* [TASK DATA]:
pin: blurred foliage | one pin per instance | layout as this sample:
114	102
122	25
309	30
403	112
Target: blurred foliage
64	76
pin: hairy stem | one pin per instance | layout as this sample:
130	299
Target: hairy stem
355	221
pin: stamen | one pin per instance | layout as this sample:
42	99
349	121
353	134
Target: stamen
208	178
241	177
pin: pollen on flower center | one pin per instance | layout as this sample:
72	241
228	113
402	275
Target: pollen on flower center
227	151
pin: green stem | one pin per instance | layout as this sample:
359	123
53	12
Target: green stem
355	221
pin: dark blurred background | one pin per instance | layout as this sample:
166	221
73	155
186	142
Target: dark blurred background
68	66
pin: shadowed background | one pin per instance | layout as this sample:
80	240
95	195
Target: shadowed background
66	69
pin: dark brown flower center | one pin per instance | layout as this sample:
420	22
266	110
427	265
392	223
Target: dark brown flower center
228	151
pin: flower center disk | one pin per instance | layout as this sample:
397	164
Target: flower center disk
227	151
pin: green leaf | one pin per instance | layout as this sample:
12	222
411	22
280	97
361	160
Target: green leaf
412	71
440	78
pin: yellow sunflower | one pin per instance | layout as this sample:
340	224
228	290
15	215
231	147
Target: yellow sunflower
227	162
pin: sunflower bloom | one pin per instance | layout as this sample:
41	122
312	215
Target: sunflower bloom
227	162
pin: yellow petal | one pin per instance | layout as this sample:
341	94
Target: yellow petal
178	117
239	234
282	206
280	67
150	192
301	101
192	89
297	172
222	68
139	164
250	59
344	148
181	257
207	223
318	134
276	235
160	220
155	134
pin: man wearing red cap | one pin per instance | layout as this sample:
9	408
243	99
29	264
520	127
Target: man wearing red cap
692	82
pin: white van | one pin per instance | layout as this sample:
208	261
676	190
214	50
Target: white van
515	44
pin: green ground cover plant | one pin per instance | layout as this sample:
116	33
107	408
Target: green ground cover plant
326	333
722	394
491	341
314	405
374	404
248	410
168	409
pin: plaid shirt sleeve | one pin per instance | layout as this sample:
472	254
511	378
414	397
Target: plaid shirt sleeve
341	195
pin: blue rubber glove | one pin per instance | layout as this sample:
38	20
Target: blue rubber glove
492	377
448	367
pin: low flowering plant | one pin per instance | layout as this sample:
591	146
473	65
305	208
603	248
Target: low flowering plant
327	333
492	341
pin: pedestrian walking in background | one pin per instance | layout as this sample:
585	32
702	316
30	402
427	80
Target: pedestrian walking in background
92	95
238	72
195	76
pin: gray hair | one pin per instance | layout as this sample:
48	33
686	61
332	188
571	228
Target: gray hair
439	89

* [GOAL OF THE EXERCISE]: What is needed is an exact copy of the lines from the one holding "pin: blue rubber" through the final line of the material.

* [WORKED SOLUTION]:
pin: blue rubber glove | one pin per instance | layout as this sample:
38	20
Target: blue rubber glove
492	377
448	367
pin: low flowering plant | one pin per instance | layout as this sample:
591	146
473	65
305	208
603	248
Target: low flowering plant
327	333
492	341
pin: pedestrian walking in background | one pin per instance | layout as this sample:
585	32
702	316
30	402
427	80
Target: pedestrian walking in background
92	95
238	72
195	76
pin: gray hair | one pin per instance | layout as this sample:
48	33
686	61
332	188
571	228
Target: gray hair
439	89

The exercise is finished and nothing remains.